Thanks for the close-up Chris.

Regards, Dean

Austin W Hogan
08-21-2009, 11:00 PM
It is my experience that BTFE checking is not grade dependent. I have VH's with sophisticated checking , a DH with the same pattern as an AH, a DH that looks like a VH, and a CSB and BSB with the same pattern.

Best, Austin

Dean Romig
08-21-2009, 11:09 PM
I'm in agreement with you Austin as regards the forend checkering - it is the checkering on the grip of the stock at the area closest to the head of the stock that I have referenced.
# # #
* _PROBLEM_
In the forum exchange, which letter abbreviations appear in the sentence beginning "I have VH's"? Give each one once. The rows that come next have no connection to the forum exchange.
# # #
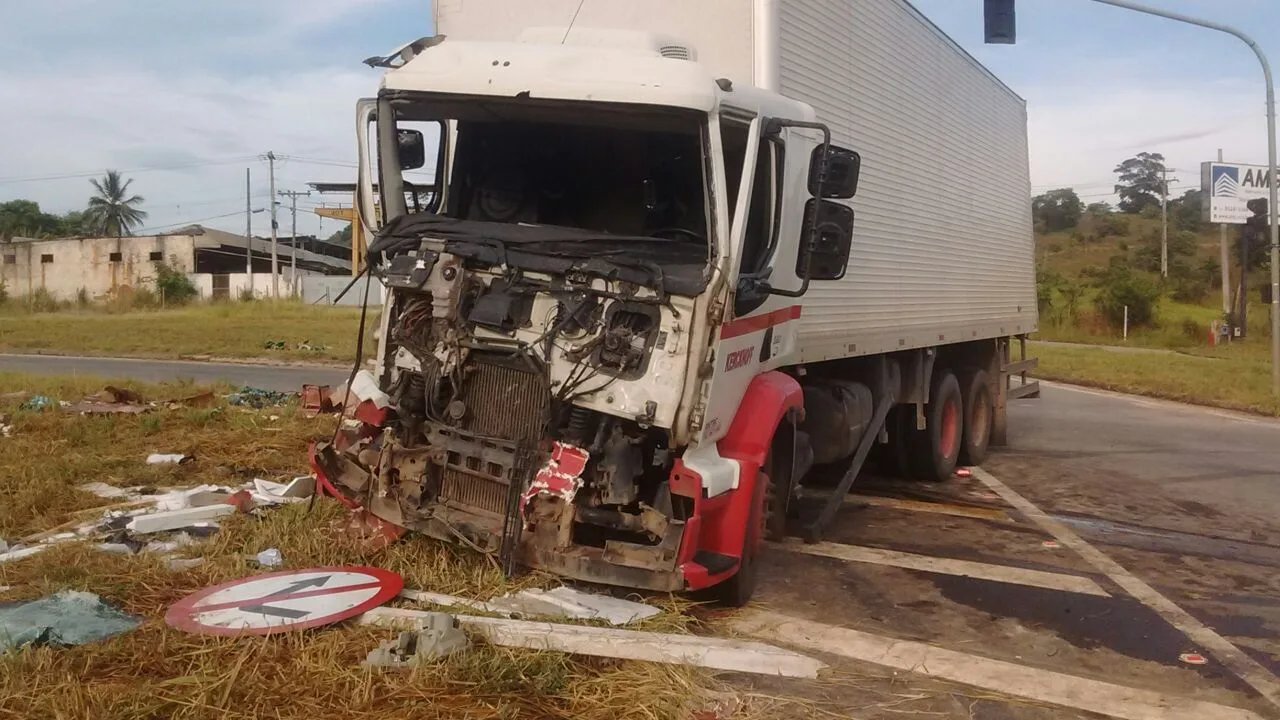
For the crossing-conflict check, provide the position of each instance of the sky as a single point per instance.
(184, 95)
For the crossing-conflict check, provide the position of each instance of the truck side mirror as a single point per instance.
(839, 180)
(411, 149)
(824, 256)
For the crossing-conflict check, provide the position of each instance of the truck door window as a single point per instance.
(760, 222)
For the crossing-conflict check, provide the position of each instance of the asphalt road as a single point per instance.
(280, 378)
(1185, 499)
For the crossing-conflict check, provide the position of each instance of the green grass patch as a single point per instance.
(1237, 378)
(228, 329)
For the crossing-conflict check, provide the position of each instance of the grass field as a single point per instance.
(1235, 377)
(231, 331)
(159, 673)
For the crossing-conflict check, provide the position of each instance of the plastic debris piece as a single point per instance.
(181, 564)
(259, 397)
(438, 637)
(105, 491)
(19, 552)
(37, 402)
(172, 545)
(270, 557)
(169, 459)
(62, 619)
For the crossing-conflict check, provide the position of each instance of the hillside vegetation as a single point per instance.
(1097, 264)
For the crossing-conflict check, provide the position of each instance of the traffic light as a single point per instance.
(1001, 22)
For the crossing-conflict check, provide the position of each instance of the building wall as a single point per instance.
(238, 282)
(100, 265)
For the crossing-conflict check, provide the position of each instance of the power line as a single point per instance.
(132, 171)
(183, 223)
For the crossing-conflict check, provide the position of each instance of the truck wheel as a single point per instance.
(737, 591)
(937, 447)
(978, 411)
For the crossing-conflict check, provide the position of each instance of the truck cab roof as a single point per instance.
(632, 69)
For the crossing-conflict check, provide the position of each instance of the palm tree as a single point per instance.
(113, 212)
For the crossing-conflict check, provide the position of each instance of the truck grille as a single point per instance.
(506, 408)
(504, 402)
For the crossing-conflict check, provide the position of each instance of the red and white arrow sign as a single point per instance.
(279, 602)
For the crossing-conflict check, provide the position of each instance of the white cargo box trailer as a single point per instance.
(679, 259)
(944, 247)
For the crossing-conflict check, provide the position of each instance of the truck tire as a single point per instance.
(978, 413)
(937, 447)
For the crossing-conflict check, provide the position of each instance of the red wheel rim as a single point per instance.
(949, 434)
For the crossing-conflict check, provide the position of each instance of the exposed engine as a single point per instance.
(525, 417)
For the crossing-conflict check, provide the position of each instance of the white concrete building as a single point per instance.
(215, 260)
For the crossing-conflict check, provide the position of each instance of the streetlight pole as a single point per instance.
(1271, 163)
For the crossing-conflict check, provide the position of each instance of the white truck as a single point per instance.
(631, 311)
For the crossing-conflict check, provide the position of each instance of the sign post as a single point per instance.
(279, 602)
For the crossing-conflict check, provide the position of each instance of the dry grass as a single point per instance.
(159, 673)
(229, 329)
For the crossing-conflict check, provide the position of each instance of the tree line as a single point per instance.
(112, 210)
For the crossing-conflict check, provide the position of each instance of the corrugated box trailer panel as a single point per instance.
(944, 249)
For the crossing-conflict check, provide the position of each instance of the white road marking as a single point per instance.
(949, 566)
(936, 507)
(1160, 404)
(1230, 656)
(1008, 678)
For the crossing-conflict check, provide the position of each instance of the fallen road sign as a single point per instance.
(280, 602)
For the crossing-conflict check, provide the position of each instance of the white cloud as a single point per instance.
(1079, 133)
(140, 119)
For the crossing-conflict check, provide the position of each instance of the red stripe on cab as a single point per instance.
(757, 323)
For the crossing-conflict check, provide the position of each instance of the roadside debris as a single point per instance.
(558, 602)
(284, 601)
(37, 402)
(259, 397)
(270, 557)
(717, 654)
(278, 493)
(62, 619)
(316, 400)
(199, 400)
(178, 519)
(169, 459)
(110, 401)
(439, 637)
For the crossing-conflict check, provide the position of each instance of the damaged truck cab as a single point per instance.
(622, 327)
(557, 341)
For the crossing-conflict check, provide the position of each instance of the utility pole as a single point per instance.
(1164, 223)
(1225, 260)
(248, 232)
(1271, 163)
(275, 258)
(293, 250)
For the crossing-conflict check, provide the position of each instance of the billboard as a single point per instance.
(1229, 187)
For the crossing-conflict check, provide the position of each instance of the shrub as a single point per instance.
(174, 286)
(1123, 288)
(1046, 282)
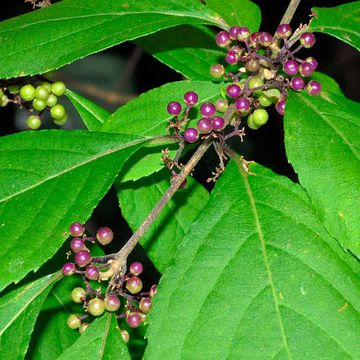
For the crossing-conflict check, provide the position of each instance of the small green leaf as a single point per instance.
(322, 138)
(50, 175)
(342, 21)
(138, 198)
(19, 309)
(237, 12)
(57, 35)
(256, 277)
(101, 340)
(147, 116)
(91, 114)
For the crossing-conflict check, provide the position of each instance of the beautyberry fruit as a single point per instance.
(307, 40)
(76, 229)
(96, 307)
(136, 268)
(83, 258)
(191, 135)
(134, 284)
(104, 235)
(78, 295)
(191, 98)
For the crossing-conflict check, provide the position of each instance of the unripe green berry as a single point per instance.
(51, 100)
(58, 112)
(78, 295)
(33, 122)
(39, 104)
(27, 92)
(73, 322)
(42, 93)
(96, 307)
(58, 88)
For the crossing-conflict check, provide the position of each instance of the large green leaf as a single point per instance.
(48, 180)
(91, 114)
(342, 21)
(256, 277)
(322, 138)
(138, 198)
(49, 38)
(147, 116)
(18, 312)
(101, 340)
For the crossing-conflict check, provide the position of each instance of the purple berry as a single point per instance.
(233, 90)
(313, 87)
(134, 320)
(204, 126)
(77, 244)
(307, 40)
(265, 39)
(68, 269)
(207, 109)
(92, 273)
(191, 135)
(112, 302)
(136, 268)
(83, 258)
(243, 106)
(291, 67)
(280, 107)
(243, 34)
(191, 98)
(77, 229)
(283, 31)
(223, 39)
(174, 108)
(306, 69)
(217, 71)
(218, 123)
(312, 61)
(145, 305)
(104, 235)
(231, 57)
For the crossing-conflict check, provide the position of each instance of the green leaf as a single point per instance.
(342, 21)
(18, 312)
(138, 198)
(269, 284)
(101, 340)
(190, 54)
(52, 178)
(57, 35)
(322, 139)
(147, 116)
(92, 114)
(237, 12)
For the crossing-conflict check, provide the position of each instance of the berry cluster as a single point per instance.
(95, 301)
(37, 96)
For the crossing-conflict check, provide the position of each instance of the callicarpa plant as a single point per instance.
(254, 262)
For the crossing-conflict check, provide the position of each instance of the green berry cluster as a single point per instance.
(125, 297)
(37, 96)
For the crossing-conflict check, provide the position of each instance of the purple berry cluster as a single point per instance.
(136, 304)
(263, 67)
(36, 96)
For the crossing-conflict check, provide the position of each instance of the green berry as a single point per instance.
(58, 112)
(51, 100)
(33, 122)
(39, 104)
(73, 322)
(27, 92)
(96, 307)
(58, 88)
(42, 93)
# # #
* _SOLVED EXERCISE_
VH, DH, AH, CSB, BSB